Entries from a pointing dataset
=-=-=
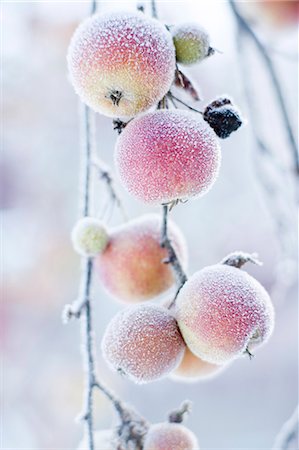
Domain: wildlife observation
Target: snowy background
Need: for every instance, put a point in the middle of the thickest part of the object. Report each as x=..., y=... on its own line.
x=42, y=374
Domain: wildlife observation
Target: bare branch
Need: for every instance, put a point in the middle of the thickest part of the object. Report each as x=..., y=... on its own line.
x=179, y=414
x=173, y=97
x=288, y=434
x=154, y=9
x=182, y=81
x=243, y=24
x=105, y=175
x=238, y=259
x=172, y=256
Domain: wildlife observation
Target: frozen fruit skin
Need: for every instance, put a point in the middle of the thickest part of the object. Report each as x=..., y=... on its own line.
x=131, y=269
x=143, y=342
x=123, y=54
x=192, y=43
x=167, y=155
x=193, y=369
x=103, y=440
x=89, y=236
x=170, y=436
x=221, y=311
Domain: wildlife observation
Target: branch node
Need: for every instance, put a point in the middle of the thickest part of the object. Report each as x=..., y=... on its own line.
x=178, y=415
x=238, y=259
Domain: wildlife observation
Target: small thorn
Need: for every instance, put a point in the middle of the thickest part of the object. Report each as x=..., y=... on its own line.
x=211, y=51
x=248, y=352
x=115, y=97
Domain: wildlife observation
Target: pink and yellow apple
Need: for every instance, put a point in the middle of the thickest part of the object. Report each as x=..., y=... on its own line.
x=121, y=64
x=143, y=342
x=167, y=155
x=222, y=311
x=170, y=436
x=131, y=267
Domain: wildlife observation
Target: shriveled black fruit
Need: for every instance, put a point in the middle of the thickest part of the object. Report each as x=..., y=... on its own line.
x=223, y=117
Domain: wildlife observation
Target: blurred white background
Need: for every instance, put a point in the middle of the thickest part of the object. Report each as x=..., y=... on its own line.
x=42, y=375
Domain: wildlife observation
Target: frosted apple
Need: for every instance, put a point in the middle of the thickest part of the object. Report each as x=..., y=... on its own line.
x=170, y=436
x=167, y=155
x=222, y=311
x=192, y=43
x=121, y=64
x=89, y=236
x=131, y=268
x=103, y=440
x=193, y=368
x=143, y=342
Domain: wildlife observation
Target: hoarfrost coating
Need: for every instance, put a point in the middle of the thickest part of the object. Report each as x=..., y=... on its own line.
x=174, y=436
x=222, y=311
x=167, y=155
x=121, y=64
x=131, y=268
x=143, y=342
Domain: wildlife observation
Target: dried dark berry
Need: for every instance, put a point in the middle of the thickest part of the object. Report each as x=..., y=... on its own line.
x=223, y=117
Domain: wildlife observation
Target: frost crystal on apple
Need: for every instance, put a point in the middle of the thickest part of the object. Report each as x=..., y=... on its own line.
x=132, y=267
x=174, y=436
x=121, y=64
x=222, y=311
x=192, y=43
x=103, y=440
x=167, y=155
x=89, y=236
x=143, y=342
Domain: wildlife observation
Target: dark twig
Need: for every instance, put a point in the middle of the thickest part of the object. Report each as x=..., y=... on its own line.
x=173, y=97
x=238, y=259
x=243, y=24
x=172, y=256
x=154, y=9
x=105, y=175
x=182, y=81
x=179, y=414
x=288, y=433
x=270, y=173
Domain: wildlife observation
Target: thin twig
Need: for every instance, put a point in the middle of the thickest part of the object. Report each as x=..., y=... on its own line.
x=288, y=433
x=154, y=9
x=276, y=85
x=172, y=256
x=270, y=173
x=105, y=175
x=173, y=97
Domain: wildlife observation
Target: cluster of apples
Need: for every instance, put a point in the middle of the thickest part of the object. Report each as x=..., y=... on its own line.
=-=-=
DO THIS: Reproduce all of the material above line for line, leaving out the pictures.

FINAL ANSWER:
Domain: wildlife observation
Target: snowy background
Need: for every instance, put a point in the middle of the thickest part of the object. Report each as x=..., y=... on its own line.
x=42, y=374
Domain: wildlife observation
Target: bare branch
Need: for every instance, put a point in the middle of the thickest part of the object. Report each as x=..., y=... on its own line.
x=179, y=414
x=173, y=97
x=288, y=434
x=154, y=9
x=182, y=81
x=243, y=24
x=105, y=175
x=238, y=259
x=172, y=256
Domain: wildlife observation
Target: frozen fruit skin
Need: for every instance, put a point in the middle of the thickest part of the object. Report each as x=..., y=... on its own line.
x=131, y=269
x=143, y=342
x=123, y=54
x=192, y=43
x=167, y=155
x=193, y=369
x=103, y=440
x=89, y=236
x=170, y=436
x=221, y=311
Domain: wildlife observation
Target: branch node
Need: for every instance, put a point in the middle of the thickest part of the object. Report each as x=..., y=... on its own line.
x=178, y=415
x=238, y=259
Domain: wildlife observation
Target: small thorn
Need: for every instance, put a point in the middle of the thickest part of the object. Report each as x=..., y=... on its own line.
x=211, y=51
x=248, y=352
x=115, y=97
Domain: wildlife observation
Target: pink and yellow apple
Need: for every instance, put a point in the middle of the thickest part of the object. Report each as x=..., y=... on its own line.
x=121, y=64
x=143, y=342
x=167, y=155
x=222, y=311
x=170, y=436
x=131, y=267
Domain: wildlife observation
Target: shriveled black fruit
Need: for every instance, put a point in the middle of the thickest part of the object. Report each as x=..., y=... on its own line.
x=223, y=117
Domain: wildlife observation
Target: blurred white background
Need: for every instance, put a point in the middle of the thickest part of the object. Report each as x=..., y=... on its own line.
x=42, y=375
Domain: wildlife observation
Target: frosted apple
Need: for every instance, put a point in the middle of the thickest part of the object. Report each as x=..., y=... on its own line.
x=170, y=436
x=167, y=155
x=222, y=311
x=192, y=43
x=121, y=64
x=89, y=236
x=131, y=268
x=103, y=440
x=193, y=368
x=143, y=342
Domain: wildlife observation
Target: hoarfrost coating
Need: for every instance, put a point in the middle of the thickest part of the object. Report each as x=..., y=... on its own line.
x=174, y=436
x=222, y=311
x=167, y=155
x=121, y=64
x=131, y=268
x=143, y=342
Domain: wildlife observation
Target: dried dark berry
Need: for every instance, put a point in the middle of the thickest part of the object. Report each as x=..., y=... on its own line.
x=223, y=117
Domain: wildlife observation
Target: frost crystal on apple
Need: for every instance, put a point in the middle of the thickest part of the object. Report each as x=..., y=... on its own line.
x=132, y=267
x=174, y=436
x=121, y=64
x=222, y=311
x=192, y=43
x=103, y=440
x=167, y=155
x=89, y=236
x=143, y=342
Domain: wildlife observation
Target: dark twig
Need: for every instance, put a point in the middle of the thickest part of the object. Report each as x=..., y=... on its own line.
x=173, y=97
x=238, y=259
x=243, y=24
x=172, y=256
x=154, y=9
x=105, y=175
x=182, y=81
x=179, y=414
x=288, y=433
x=270, y=173
Domain: wildlife observation
Target: thin twig
Need: for every instance, put a point in the middle of the thickest part of the object. Report each as x=..., y=... on its own line.
x=288, y=433
x=154, y=9
x=276, y=85
x=172, y=256
x=270, y=173
x=105, y=175
x=173, y=97
Domain: wildlife observation
Target: cluster of apples
Need: for every instance, put a point in the middle of the thickest part of the object. Report each as x=..., y=... on its own line.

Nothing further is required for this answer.